GIVEN INFORMATION
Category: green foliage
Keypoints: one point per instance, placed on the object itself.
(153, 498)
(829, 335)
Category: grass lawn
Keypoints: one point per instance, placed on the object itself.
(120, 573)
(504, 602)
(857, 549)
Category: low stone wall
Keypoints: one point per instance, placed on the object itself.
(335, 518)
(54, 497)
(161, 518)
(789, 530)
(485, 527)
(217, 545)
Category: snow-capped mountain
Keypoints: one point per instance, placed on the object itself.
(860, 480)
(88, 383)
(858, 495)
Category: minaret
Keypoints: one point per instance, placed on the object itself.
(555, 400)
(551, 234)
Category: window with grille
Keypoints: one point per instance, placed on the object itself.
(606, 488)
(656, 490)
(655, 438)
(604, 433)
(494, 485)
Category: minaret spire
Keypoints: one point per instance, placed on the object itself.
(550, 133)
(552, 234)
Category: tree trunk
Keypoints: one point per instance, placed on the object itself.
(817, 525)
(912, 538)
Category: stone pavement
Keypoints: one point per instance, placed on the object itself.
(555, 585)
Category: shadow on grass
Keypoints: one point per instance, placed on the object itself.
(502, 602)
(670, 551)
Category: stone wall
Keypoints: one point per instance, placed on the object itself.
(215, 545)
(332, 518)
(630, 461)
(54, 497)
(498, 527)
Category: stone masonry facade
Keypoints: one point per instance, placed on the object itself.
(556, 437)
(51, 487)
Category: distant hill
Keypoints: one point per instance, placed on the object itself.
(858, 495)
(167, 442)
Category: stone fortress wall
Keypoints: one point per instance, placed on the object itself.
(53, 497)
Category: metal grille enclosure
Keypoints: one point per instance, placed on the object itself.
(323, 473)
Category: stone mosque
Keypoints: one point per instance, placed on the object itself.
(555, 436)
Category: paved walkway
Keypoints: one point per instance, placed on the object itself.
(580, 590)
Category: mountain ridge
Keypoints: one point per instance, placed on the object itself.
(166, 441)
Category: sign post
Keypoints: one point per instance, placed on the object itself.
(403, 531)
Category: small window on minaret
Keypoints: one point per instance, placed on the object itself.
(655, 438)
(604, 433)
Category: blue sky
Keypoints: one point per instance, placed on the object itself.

WRITTEN TASK
Rewrite every line of the items above as one numbered list, skipping any blank lines.

COMPLETE ANSWER
1. Category: green foliage
2. Keypoints: one point per instance, placed on the object itself.
3. (153, 498)
4. (829, 335)
5. Category: grass lawn
6. Keypoints: one point per instance, placed on the object itself.
7. (120, 573)
8. (504, 602)
9. (857, 549)
10. Category: low stone wall
11. Keypoints: one point per instance, placed on the object itself.
12. (335, 518)
13. (54, 497)
14. (161, 518)
15. (789, 530)
16. (485, 527)
17. (217, 545)
18. Category: snow-capped mountain
19. Keypoints: one point per instance, placed on the object itself.
20. (860, 480)
21. (88, 383)
22. (858, 495)
23. Category: minaret
24. Keypoints: one point per instance, placed on the object itself.
25. (555, 400)
26. (551, 234)
27. Category: window with grille
28. Keypoints: one point per instance, placed on the object itself.
29. (606, 488)
30. (656, 490)
31. (655, 438)
32. (604, 433)
33. (494, 485)
34. Category: minaret spire
35. Keypoints: one point per instance, placed on the object itself.
36. (550, 133)
37. (552, 234)
38. Category: tree trunk
39. Keypoints: one point per instance, placed on the object itself.
40. (817, 525)
41. (912, 538)
42. Category: stone pavement
43. Keypoints: one point per instance, placed on the object itself.
44. (555, 585)
45. Category: shadow on grass
46. Keypoints: one point per instance, placed on the object itself.
47. (502, 602)
48. (670, 551)
49. Category: stone wall
50. Keypoints: one point per instance, placed on the object itself.
51. (215, 545)
52. (332, 518)
53. (630, 461)
54. (54, 497)
55. (498, 527)
56. Category: stone masonry facade
57. Keypoints: one point per instance, placed on the object itself.
58. (556, 437)
59. (51, 487)
60. Category: distant hill
61. Keypoints: one point per instance, placed on the object itself.
62. (858, 495)
63. (167, 442)
64. Category: stone fortress wall
65. Keypoints: one point per instance, placed on the object itself.
66. (53, 497)
67. Category: metal grille enclosure
68. Keypoints: one point per instance, placed on the object itself.
69. (323, 473)
70. Category: stone mosque
71. Keypoints: one point per instance, placed on the object itself.
72. (555, 436)
73. Category: paved walkway
74. Keypoints: one point per instance, placed on the object itself.
75. (580, 590)
76. Category: mountain ridge
77. Keypoints: one point per instance, placed on the object itself.
78. (166, 441)
79. Category: sign post
80. Keypoints: one point per instance, placed on the object itself.
81. (403, 531)
82. Category: small window on minaret
83. Keypoints: one point per instance, placed on the object itself.
84. (655, 438)
85. (604, 433)
86. Category: blue sky
87. Keypoints: one point per instance, placed on the object itself.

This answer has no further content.